Stored data entries
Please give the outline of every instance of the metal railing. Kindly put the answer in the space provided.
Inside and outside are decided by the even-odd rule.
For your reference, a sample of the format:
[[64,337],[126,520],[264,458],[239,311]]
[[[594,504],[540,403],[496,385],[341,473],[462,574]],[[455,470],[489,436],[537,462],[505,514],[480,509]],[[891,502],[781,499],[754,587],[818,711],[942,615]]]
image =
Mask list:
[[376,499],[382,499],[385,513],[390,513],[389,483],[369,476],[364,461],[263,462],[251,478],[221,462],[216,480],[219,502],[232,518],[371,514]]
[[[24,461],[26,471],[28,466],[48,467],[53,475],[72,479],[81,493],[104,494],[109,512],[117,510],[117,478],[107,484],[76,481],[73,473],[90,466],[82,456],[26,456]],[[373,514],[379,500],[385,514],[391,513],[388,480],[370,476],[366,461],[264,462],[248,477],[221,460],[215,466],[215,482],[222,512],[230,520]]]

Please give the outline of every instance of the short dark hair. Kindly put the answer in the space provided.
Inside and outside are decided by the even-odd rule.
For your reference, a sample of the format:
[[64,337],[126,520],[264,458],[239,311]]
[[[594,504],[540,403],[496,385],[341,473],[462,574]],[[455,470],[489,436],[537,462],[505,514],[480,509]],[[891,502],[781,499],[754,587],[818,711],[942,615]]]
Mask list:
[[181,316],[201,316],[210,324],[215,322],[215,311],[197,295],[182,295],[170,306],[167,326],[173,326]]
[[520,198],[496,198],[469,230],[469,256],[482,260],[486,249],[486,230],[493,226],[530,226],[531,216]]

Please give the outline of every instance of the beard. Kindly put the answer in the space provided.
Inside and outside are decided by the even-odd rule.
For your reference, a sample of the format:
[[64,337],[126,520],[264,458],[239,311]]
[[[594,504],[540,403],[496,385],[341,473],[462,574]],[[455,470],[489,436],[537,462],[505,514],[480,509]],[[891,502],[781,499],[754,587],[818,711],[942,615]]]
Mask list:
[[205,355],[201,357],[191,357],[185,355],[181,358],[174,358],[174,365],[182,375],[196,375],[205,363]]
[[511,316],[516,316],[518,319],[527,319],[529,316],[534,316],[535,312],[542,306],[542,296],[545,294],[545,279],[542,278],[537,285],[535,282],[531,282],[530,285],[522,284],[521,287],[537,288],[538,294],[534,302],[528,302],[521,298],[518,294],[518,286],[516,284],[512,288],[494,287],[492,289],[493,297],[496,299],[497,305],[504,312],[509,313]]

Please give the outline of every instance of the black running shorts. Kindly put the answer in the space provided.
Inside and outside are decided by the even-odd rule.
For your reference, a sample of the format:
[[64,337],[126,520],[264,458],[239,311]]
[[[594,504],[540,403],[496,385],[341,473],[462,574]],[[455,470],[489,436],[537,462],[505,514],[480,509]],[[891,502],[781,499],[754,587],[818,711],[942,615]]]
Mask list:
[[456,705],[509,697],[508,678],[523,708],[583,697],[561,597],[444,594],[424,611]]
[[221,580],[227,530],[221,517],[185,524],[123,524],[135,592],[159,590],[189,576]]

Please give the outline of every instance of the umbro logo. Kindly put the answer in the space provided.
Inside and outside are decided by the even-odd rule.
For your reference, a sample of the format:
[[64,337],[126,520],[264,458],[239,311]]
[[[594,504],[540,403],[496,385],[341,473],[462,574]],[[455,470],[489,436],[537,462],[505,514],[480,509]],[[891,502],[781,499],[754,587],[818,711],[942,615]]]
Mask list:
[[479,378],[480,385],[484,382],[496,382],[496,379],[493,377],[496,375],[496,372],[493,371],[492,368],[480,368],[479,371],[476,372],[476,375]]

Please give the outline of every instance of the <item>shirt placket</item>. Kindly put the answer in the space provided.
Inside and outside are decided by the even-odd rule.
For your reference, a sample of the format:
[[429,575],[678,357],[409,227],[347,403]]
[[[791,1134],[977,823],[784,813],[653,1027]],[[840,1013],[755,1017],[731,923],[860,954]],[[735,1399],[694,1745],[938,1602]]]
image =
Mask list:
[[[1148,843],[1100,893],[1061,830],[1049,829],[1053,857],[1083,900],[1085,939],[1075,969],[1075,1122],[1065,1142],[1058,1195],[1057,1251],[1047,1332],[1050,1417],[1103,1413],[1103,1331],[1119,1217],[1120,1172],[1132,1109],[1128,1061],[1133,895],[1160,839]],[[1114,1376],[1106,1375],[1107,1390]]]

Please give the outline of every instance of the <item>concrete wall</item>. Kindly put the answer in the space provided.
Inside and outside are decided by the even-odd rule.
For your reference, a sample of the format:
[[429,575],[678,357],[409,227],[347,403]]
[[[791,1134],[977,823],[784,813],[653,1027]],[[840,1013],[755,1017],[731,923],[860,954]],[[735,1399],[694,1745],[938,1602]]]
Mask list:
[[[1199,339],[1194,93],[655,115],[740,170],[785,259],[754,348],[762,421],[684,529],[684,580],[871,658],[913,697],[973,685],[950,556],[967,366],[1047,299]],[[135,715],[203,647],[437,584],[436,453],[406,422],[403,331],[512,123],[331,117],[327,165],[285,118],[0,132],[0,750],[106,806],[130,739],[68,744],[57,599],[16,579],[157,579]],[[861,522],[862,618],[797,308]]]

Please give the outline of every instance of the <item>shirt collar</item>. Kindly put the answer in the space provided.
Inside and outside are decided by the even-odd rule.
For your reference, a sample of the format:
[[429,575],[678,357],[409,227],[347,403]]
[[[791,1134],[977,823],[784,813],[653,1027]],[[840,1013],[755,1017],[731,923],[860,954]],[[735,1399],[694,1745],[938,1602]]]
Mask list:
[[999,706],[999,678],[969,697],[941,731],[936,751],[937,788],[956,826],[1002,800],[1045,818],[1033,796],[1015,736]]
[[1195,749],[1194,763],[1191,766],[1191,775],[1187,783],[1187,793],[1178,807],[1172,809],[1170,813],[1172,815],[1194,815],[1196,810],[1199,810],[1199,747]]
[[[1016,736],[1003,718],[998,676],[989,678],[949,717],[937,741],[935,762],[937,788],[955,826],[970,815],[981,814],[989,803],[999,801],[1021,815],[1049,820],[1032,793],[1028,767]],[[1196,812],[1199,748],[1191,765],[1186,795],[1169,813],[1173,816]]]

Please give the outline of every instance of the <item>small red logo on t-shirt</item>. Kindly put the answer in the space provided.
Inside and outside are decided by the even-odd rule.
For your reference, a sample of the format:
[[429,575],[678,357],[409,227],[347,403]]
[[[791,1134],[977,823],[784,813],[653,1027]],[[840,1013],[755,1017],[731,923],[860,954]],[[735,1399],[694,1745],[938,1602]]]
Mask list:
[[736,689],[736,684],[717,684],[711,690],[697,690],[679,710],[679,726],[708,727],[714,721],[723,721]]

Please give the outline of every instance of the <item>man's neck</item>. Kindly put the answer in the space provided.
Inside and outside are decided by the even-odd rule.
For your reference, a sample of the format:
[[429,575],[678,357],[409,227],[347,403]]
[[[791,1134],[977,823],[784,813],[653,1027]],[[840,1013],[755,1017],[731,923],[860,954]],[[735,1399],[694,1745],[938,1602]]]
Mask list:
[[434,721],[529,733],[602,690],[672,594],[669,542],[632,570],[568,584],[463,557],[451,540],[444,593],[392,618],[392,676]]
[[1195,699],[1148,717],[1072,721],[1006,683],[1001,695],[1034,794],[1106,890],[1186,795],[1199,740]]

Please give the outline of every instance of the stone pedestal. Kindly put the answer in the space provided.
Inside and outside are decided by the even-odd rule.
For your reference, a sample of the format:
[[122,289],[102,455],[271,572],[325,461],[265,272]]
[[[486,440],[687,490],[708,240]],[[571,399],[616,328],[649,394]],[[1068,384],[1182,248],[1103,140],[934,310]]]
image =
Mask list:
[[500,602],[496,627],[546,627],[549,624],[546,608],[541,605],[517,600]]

EXERCISE GOAL
Report every line of the data above that contains the string "Kindly" by copying it in full.

ANSWER SECTION
Please give the outline of every instance of the metal railing. Kindly put the answer in the space provided.
Please give the outline of every instance of the short dark hair. Kindly put the answer in the space provided.
Please give the outline of every instance of the beard. Kindly put the answer in the space provided.
Please give the outline of every instance of the black running shorts. Kindly put the answer in the space provided.
Please give the outline of every instance of the umbro logo. Kindly put the answer in the space provided.
Please give the outline of every instance of the <item>shirt placket</item>. Kindly put the answer in the space provided.
Please give the outline of every instance of the <item>concrete wall</item>. Kindly put the answer in the space provided.
Please give the outline of every instance of the <item>shirt collar</item>. Kindly put the answer in the space provided.
Please give the outline of every instance of the <item>small red logo on t-shirt</item>. Kindly put the answer in the space provided.
Please give the outline of every instance of the <item>man's neck</item>. Kindly put the answer in the space provided.
Please give the outline of every instance of the stone pedestal. Kindly put the answer in the space provided.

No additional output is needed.